____ Text shown
By Andrew Katz April 29, 2008

What’s On Your Bookshelf?

When I was 21, I took my bike to Ireland for a month. On the roads that sloped and wound up and down between those giant green hills, I carried whatever I needed in red, rain-proof panniers that hung from either side of my back wheels. In one pannier were my clothes, gear and food, and in the other was a small library of books.

“Do you really need all these books?” a friend had asked as I packed. She looked uncertainly at the stacks of them on the floor.

I was surprised at the question. Yes, I said.

Why did I need all those books? I don’t know, but I breathed in those books, along with the scrubbed, salty air that blew in off the ocean along the rough Irish coasts. I ate them, with the same relish that I dug into the robust Irish breakfasts of eggs, sausage and blood pudding served in the pubs in the mornings. I rested in them, as I did in hostels and bed and breakfasts after a day of biking. I got lost in their characters, in their plots that twisted and turned like the roads.

All this was during a tough time. The seams I had taken for granted were becoming unstitched: my parents were divorcing, I wasn't feeling plugged in to med school, to the idea of becoming a doctor, and my certainty about who I was and what I was doing with my life was coming apart. The more I traveled and read, though, read and traveled–the two things seemed to go together–the more I seemed to be coming back to myself, like catching up with a long-lost, very close friend.

When I think of most of the places I went in Ireland, I think of the books I was reading at the time. In the Beara peninsula, after a day of arduous climbs and blissfully long descents, I remember sitting over a bowl of soup and laughing aloud at Lucy Maud Montgomery’s Anne of Green Gables. In Adrigole, in a green valley next to one of Ireland’s tallest waterfalls, I remember reading Ursula K. Leguin’s A Wizard of Earthsea, getting up now and then to soak my head in the refreshing cool water of the falls.

The last book I read in Ireland was Margaret Laurence’s The Stone Angel. I was on Inishbofin, an island off the north west coast, and I remember finishing the book on a bare beach under a blue sky. It was late afternoon, the day, like my trip, almost over. With a feeling of calm that the end of the book had inspired, I walked down to the water and gazed across the Atlantic, imagining I could see Montreal. All my problems, I knew, were over there, and would be there to greet me when I got home. I became uneasy, for a moment. But then somehow it was okay. I was stronger than I had been a month ago, I realized. I had breathed, soaked in, eaten what I needed to during my trip. Whatever happened when I got back, I felt, I would be able to face it.
________
____ Information supplied
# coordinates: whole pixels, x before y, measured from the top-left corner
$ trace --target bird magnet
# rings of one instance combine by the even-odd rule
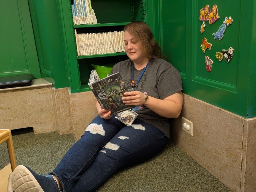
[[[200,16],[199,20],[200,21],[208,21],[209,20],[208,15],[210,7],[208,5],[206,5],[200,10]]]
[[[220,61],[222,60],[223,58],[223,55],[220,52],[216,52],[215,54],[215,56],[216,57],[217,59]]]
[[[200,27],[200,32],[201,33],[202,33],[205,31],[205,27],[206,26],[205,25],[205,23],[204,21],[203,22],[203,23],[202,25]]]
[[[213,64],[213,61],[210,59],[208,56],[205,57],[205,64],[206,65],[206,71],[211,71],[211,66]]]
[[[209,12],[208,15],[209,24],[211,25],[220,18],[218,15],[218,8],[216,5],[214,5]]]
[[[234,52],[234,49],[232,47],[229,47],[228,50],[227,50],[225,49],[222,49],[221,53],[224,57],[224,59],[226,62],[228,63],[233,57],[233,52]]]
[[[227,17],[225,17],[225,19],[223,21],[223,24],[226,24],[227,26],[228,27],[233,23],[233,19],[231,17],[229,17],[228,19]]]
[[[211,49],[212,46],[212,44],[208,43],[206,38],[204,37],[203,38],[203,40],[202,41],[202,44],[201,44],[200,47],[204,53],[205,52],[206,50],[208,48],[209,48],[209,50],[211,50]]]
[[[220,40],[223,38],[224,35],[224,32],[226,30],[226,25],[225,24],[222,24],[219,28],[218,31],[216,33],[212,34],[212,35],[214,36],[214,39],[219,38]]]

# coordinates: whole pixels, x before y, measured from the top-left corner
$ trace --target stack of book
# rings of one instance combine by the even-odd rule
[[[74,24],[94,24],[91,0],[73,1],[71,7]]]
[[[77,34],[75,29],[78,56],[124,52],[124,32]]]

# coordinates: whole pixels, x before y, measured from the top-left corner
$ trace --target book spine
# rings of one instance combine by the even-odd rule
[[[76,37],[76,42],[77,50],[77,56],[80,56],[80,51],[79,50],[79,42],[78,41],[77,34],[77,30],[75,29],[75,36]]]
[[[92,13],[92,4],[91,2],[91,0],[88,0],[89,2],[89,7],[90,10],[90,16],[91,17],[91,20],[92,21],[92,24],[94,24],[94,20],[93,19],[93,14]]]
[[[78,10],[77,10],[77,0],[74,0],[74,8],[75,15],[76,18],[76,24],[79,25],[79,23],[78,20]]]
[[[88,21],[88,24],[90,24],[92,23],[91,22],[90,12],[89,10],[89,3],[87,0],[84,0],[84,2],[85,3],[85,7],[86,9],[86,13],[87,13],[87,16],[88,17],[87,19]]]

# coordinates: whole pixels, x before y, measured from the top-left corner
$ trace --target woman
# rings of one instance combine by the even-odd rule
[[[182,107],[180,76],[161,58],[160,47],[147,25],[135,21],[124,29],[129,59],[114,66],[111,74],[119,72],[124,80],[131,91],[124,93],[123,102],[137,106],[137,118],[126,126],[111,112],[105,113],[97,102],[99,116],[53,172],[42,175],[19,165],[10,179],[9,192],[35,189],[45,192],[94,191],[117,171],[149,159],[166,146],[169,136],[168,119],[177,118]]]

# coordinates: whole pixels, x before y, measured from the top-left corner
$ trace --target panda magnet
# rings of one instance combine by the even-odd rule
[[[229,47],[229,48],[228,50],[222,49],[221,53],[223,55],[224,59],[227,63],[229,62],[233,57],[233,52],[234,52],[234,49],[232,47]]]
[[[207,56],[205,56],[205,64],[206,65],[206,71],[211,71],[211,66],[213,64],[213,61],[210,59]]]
________
____ Information supplied
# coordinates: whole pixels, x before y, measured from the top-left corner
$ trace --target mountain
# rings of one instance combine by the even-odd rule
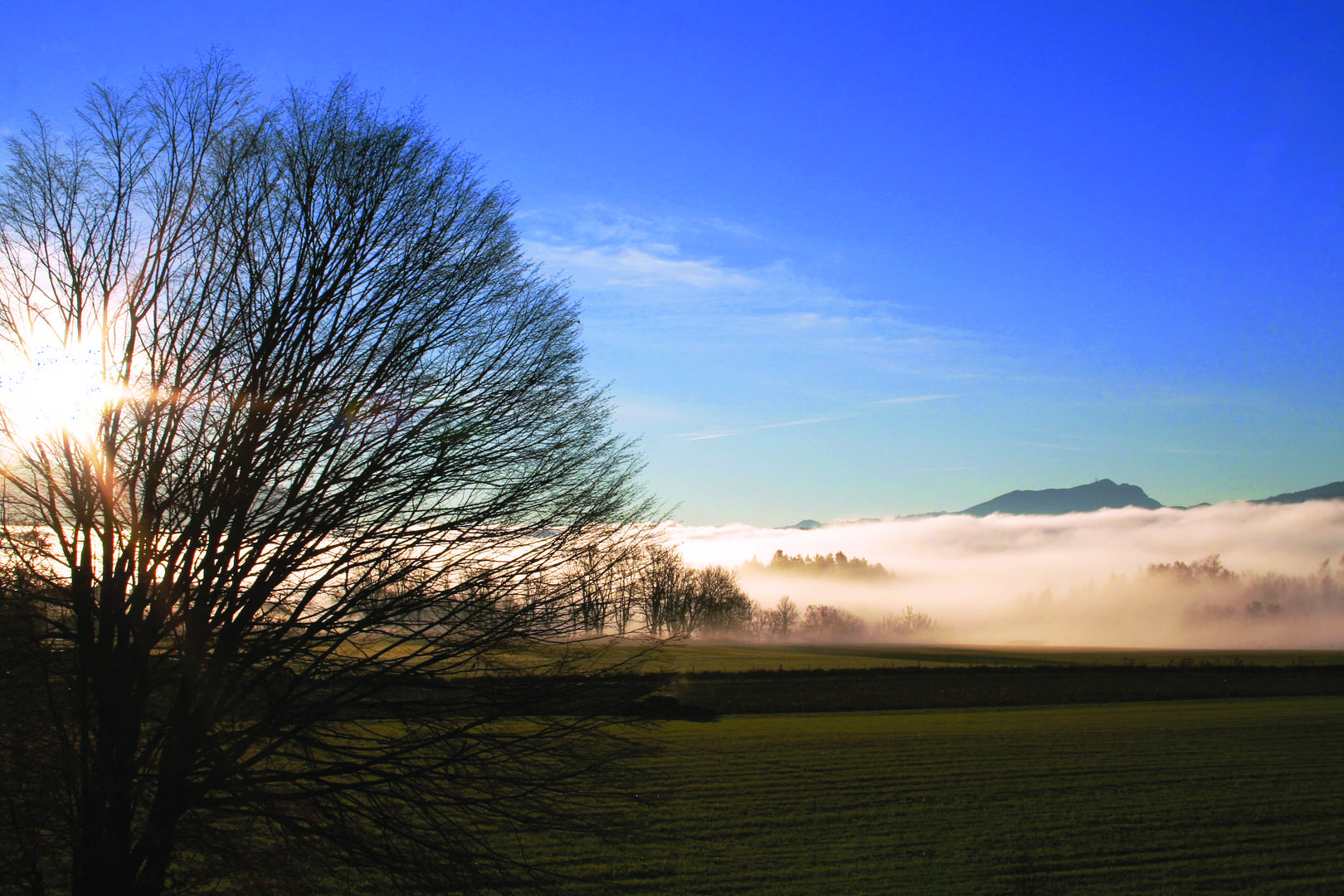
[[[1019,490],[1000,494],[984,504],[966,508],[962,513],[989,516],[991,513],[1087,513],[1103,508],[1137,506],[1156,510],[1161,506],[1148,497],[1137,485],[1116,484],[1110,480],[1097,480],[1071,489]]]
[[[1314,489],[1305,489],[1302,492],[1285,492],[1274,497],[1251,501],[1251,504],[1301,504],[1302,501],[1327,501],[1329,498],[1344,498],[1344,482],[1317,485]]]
________
____ Information supplied
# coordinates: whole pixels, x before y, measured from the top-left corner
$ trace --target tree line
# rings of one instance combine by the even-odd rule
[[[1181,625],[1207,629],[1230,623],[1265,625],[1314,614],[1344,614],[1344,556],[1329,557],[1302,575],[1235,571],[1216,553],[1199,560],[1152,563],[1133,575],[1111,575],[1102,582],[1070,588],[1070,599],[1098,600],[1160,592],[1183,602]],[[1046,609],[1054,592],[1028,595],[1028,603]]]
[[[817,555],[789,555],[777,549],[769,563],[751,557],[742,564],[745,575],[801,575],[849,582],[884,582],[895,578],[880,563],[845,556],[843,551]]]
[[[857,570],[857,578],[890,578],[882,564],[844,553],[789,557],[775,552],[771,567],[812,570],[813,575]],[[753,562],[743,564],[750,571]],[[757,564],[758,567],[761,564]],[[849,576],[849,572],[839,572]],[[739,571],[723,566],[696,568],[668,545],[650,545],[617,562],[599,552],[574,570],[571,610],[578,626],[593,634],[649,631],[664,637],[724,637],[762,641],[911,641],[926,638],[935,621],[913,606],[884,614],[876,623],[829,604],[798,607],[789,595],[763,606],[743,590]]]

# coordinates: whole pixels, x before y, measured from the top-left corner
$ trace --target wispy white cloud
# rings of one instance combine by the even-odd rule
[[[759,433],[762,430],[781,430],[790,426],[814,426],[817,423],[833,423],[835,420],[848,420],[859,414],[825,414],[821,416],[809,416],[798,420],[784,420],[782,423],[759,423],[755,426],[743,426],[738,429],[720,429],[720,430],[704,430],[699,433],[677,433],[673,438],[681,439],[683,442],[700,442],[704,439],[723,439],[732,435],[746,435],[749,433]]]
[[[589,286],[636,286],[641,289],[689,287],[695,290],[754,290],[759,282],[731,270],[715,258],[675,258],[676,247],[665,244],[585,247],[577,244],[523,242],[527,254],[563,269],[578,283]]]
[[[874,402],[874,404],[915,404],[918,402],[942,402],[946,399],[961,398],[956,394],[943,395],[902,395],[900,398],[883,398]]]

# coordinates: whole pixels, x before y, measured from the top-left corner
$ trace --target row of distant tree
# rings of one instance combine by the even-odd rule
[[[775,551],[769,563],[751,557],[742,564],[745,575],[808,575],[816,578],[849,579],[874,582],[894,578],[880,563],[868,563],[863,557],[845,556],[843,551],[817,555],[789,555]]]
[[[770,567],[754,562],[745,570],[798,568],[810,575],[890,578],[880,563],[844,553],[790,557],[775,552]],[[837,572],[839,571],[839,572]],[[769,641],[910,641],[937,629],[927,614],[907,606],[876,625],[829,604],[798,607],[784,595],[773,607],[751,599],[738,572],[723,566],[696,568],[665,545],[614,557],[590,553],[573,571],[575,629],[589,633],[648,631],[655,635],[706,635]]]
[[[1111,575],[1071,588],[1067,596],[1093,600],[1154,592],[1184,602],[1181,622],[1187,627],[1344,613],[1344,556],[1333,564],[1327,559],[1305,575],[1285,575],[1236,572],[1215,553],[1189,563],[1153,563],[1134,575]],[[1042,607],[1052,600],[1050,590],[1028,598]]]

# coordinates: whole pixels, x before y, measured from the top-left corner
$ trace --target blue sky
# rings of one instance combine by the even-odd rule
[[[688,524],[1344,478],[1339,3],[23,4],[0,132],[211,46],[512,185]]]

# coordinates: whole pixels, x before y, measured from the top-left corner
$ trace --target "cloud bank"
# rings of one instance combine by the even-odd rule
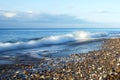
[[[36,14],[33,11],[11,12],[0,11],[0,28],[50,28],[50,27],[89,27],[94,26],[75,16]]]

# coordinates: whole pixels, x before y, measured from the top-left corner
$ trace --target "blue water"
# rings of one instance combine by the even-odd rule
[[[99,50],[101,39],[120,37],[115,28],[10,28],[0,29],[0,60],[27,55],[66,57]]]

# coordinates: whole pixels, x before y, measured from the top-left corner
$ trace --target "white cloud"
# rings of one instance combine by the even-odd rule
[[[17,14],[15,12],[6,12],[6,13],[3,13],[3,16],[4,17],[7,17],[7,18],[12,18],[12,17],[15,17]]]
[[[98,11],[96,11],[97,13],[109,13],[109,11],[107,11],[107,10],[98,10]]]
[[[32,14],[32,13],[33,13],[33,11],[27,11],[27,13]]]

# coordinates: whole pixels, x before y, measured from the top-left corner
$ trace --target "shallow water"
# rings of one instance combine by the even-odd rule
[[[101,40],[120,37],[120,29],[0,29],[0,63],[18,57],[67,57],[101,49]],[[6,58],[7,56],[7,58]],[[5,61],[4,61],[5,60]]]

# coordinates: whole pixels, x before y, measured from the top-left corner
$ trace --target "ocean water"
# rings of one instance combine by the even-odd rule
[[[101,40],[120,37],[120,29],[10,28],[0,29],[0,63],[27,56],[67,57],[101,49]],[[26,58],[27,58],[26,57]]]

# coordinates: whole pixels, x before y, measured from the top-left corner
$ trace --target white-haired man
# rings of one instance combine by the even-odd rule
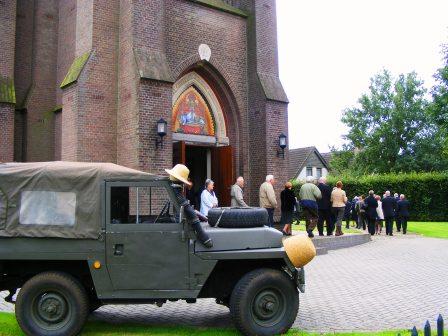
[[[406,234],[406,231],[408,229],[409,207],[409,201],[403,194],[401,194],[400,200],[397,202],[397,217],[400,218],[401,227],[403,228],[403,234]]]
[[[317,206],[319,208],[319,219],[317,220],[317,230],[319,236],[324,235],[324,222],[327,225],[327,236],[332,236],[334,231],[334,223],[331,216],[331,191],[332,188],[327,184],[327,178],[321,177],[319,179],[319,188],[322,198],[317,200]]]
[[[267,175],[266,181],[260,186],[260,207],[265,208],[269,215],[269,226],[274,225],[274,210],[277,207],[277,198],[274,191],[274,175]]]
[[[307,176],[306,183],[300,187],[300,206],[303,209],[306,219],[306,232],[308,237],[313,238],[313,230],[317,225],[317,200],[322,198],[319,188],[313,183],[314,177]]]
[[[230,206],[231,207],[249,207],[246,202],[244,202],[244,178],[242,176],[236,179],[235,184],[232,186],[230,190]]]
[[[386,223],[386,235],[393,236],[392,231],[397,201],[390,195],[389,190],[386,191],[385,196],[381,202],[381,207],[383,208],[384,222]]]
________
→ Required task 1: In the essay about the bike trip through Ireland, what was the last book the writer read in Ireland?
→ Required task 2: Reproduce the part of the Ireland essay that opens with the words containing "By Andrew Katz" and closes with "library of books.".

→ Final answer 1: Margaret Laurence’s The Stone Angel.

→ Final answer 2:
By Andrew Katz April 29, 2008

What’s On Your Bookshelf?

When I was 21, I took my bike to Ireland for a month. On the roads that sloped and wound up and down between those giant green hills, I carried whatever I needed in red, rain-proof panniers that hung from either side of my back wheels. In one pannier were my clothes, gear and food, and in the other was a small library of books.